**SHORT EXERCISE**
Omit all images, then return the remaining material exactly as it stands.

**INFORMATION SHOWN**
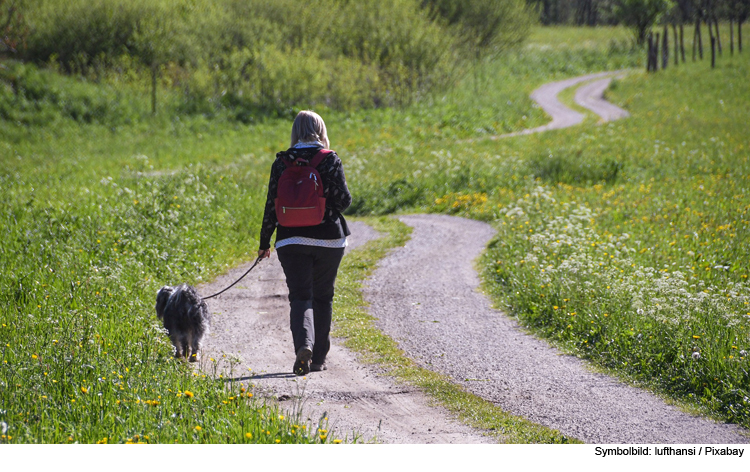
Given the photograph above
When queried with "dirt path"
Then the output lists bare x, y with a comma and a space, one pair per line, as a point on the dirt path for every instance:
251, 324
425, 297
590, 96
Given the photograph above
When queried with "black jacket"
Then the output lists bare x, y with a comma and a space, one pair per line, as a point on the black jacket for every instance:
335, 190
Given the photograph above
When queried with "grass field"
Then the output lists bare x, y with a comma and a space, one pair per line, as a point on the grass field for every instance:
624, 243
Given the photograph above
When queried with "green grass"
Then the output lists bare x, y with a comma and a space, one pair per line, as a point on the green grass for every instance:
357, 327
95, 217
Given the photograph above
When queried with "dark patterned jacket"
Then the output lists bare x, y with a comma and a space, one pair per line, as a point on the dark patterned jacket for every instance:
335, 190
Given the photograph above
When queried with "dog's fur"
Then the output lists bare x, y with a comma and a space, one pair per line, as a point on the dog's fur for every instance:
185, 317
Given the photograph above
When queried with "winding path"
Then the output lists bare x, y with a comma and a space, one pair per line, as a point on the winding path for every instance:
589, 96
426, 299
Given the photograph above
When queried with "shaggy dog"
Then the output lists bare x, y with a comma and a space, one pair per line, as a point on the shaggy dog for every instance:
185, 317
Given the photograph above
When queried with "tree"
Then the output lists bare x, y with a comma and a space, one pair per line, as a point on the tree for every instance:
485, 27
153, 43
641, 15
13, 28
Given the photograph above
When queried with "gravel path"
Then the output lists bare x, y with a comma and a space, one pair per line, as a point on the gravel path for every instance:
251, 325
590, 96
425, 296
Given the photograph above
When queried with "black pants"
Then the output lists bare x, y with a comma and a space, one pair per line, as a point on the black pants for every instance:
310, 275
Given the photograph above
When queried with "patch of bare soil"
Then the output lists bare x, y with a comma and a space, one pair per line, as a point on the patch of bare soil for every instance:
425, 297
251, 326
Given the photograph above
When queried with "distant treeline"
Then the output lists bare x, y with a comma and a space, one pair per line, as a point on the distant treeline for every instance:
256, 56
610, 12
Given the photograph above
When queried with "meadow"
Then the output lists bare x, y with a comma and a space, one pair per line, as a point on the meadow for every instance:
624, 243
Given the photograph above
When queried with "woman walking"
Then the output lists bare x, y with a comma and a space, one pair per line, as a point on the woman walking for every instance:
310, 255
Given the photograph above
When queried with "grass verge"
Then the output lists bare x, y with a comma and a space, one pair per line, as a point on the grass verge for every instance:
357, 327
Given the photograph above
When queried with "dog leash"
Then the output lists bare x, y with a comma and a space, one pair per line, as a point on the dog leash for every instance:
235, 282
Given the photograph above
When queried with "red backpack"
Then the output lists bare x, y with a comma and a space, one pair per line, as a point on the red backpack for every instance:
299, 199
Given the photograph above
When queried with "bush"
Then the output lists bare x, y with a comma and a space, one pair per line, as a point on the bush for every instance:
252, 57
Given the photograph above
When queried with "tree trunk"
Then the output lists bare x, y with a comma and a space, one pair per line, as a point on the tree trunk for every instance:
665, 48
713, 52
718, 35
682, 42
153, 90
649, 52
739, 36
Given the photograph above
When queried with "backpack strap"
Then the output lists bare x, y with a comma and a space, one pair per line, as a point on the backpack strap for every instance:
314, 162
322, 154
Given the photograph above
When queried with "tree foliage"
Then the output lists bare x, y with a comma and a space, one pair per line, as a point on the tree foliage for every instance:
641, 15
485, 27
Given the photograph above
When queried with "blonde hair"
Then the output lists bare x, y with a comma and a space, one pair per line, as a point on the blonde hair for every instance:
309, 127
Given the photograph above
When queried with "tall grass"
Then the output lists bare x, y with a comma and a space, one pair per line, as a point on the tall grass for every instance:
96, 216
251, 58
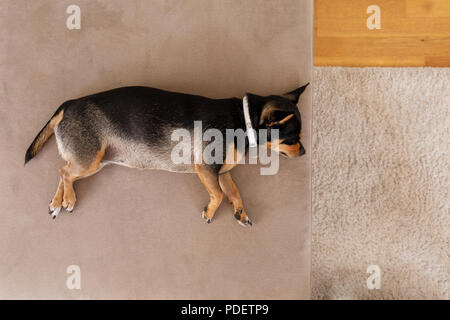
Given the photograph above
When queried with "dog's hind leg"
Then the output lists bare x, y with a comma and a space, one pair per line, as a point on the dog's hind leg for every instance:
229, 188
55, 205
211, 183
65, 195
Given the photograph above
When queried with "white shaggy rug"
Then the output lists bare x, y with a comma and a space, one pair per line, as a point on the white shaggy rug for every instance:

**COMPLETE RESPONSE**
Given the photograph above
When queried with "dirt path"
Then the output lists bare x, y with a comma and a space, one pair per line, as a point on the dirt path for every instance:
251, 324
425, 297
590, 96
Given the photograph above
When queried with "black jacket"
Then the output lists bare x, y with a comma and a space, one pair per line, as a point on the black jacket for every instance:
335, 190
Given the photograph above
When queried with "grass field"
Then the output lists bare x, y with a comma and a space, one pair per line, as a point on the grass field for every instance:
624, 243
Given the photograph above
When queried with "green grass"
Then the output lists bare x, y with a comma and a space, one pair per line, as a point on the green grass for every instance:
357, 327
95, 217
Given the photograph above
When queried with "dark patterned jacket"
Then the output lists bare x, y with a comma and a space, one pair per line, as a point on the dark patterned jacket for every instance:
335, 190
Given the photograph above
When queried with "dog's fur"
Then the output lists bare x, y with a comma and a space, one pair per line, as a point on the dog's fur for every instance:
185, 317
Given the photograph above
When queried with "winding path"
Then the output lists bare x, y with a comma and a space, one pair per line, as a point on the winding path for every instance:
589, 96
426, 299
Given the photograph above
When queried with "shaggy dog"
Then the output lists bare x, y with a comma and a space, one pair per line, as a point on the shaggy dog for every instance:
185, 317
Given the photograph above
When queried with "tree"
Then the output lists bare x, y with a comma and a space, one pair per line, as a point on the tree for every instance:
485, 27
153, 43
641, 15
13, 28
Given the photograph above
When queried with "gravel path"
Then the output lists bare x, y with a comma and a space, one pair per line, as a point on the gravel path for every instance:
251, 325
590, 96
425, 296
Given the photograph above
When queried with "black pants"
Then the output lists bare x, y with a comma and a space, one pair per line, as a point on the black pants for every instance:
310, 275
Given the photograph above
When queried with "patch of bare soil"
Then the output lists bare x, y with a comma and a space, one pair per line, as a point on the patch of bare soil for every instance:
425, 297
251, 326
Given the photograph above
When queried with "distant treeline"
Then the output lists bare x, y with a comma and a space, one pair per line, as a point on the distant treeline for every instance:
256, 56
610, 12
Given the photograph above
When queried with "meadow"
Then the output lists bare x, y with a comma and a space, one pair per line, as a point on the meadow for every instance:
624, 243
Given the photograph above
When queried with "woman walking"
Then the output lists bare x, y with a comma and a space, one pair per line, as a point on the woman walking for every instance:
310, 255
Given the photograph above
When queried with "grass verge"
Then the output lists bare x, y with a comma and a space, one pair per line, as a point on the grass verge for every instance:
357, 327
Given the photograph above
When queried with "dog leash"
Then the output lists bare x, y with a comma and a space, one pair per line, as a point on the dog leash for every instance:
235, 282
Given the photograph above
When queried with "red backpack"
Then the output lists bare x, y with a comma and a space, one pair per line, as a point on the red backpack for every instance:
299, 199
Given the photograph above
When queried with "bush"
Then the output lists bare x, y with a comma and a space, one pair per line, as a point on the bush for every instance:
252, 57
Given the photograph above
When queried with "tree trunk"
Then the output lists bare x, y with a comma and a space, one pair per line, as a point on the tree trunk for every instance:
665, 48
713, 52
718, 35
682, 42
153, 90
649, 52
739, 36
Given the photograph above
When queried with "backpack strap"
Then the output lists bare x, y with a comma and a space, one pair per line, as a point on the backpack strap for every instance:
314, 162
322, 154
Given the photograph above
When queried with "tree foliage"
Then the output lists bare x, y with a comma and a space, one pair per line, as a point on the tree foliage for every instance:
641, 15
485, 27
Given the photograph above
When queried with "blonde hair"
Then the output lists bare x, y with a comma and a space, one pair per line, as a point on the blonde hair for every instance:
309, 127
Given the photograph above
When queried with "tall grass"
Then the output lists bare x, y with a comma and a space, one pair per line, as a point on the tall grass for every instance:
96, 216
251, 58
Given the photograph above
When queried with "dog's hind leg"
Then the output lists bare x, y with a comma and a space, one pair per line, as a point on the dog's hind leg for every instance:
229, 188
55, 205
211, 183
65, 195
Given the photograph above
When queried with "white shaggy rug"
Then the output lists bare x, y with a comma and a space, one pair per line, as a point on the white shaggy rug for every instance:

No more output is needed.